_ACTION ITEM_
Copy out the entries below in full and exactly.

_DATASET RECORDS_
☆ ☆ ☆ ☆ ☆ ☆ ☆

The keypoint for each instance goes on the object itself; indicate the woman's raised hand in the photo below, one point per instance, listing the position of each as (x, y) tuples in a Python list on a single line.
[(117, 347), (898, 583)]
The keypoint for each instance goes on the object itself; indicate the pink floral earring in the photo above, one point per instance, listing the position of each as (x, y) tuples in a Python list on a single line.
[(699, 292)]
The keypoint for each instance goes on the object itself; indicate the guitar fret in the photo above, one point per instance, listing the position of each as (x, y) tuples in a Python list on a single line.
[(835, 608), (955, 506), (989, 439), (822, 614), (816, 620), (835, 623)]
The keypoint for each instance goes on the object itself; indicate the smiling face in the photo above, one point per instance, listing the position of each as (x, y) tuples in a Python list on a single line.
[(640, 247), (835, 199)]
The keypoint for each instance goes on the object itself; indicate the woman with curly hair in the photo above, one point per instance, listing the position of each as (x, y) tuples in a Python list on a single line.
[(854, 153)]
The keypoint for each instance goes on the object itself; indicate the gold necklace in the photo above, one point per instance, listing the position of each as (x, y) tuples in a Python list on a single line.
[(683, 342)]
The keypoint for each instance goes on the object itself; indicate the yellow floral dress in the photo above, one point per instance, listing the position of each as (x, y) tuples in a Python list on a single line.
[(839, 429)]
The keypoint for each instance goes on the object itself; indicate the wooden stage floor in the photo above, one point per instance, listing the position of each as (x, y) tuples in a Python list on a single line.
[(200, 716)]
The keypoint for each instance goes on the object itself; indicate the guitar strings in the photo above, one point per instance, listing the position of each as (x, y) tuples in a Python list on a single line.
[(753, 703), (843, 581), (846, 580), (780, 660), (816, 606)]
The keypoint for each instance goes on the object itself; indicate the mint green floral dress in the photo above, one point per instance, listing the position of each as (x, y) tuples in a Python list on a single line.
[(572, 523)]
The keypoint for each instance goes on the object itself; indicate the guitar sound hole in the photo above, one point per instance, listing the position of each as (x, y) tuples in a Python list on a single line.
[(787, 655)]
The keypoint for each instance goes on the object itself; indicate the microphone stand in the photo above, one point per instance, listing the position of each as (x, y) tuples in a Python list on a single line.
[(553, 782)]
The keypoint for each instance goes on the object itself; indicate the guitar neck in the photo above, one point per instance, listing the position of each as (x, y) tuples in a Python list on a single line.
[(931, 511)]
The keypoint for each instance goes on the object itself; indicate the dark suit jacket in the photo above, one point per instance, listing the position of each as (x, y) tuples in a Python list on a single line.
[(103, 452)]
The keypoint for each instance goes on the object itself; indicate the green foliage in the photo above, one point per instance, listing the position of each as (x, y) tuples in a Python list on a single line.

☆ ☆ ☆ ☆ ☆ ☆ ☆

_EXERCISE RESPONSE_
The keypoint for each instance goes on the object itself; indicate the woman's raised hand in the photo below, one point per instance, listing the position of each as (x, y) tuples in a Python list on a single line.
[(117, 347), (898, 583)]
The keypoint for each instance goes on the object itself; indicate the pink floral earring in the photo above, one point per instance, listing the position of each as (x, y) tuples in a Python list on a single line.
[(699, 292)]
The keypoint for each instance goes on the object itself; indicate the guitar fret in the photo above, one point per instance, listing the position of each as (x, y) tuples in a Python list on a single line.
[(835, 608), (955, 506), (989, 439), (822, 614), (816, 620), (835, 623)]
The keypoint for each instance goes on the object itself; indicate the smiling face in the photo above, one point per instance, listing the position of each as (x, y) tuples in a Python list on a single line.
[(640, 247), (835, 199)]
The keypoint for each instance goes on the object itself; indicate the woman with curly hair in the photo above, one point per instance, listing the position of each as (x, y) tuples in a Python list on a single line.
[(854, 153)]
The keypoint for each instance goes on the object itself; indicate the gold necklace in the photo above, one point per instance, listing the position of each as (x, y) tuples in a Python list on a single line.
[(683, 342)]
The keypoint for each instance goes on the object itself; indicate the yellow floral dress in the photo above, one point per instance, listing the position of each as (x, y) tuples in a Python list on a single line.
[(839, 429)]
The keypoint for each instance goes on the object itself; indicate the wooden stage floor in the photo above, one point per instance, listing the position of each as (x, y) tuples in a Python list on a single line.
[(200, 716)]
The keypoint for each instance goes on the object itself; indicate the guitar strings in the photo above, one point per instance, listing the position of each as (x, y) tuples in a Python list on a single line.
[(753, 703), (843, 581), (846, 580), (780, 660), (816, 606)]
The keypoint for each instance goes on the object itself; indicate the mint green floral dress in the photo above, one point per instance, listing the position of each as (x, y) tuples in a Python list on a single line.
[(572, 523)]
The keypoint for each instance goes on the object itself; indicate the guitar sound hole in the photo above, one point per instance, listing the position of each as (x, y) tuples in a Python list on a single line.
[(787, 655)]
The keypoint for each instance goes on the object itself; indicate the microphone stand in the photo above, one point per instance, listing the position of each as (x, y) tuples in a Python list on a single line.
[(553, 782)]
The keypoint for each instance goes on the object itself; indicate the guitar neck in the photo above, one point per instance, listing the position of each as (x, y) tuples in a Python list on a single line.
[(931, 511)]
The keypoint for each instance goes on the object itself; indicate the dark suit jacket in the photo above, one point per instance, listing the position of each as (x, y) tuples in a Python list on a single line.
[(103, 452)]
The keypoint for each instance goes on the object itself; indicate the green foliage in the photo above, one point per instance, listing the position of each as (x, y) tuples in a Python list on a single line.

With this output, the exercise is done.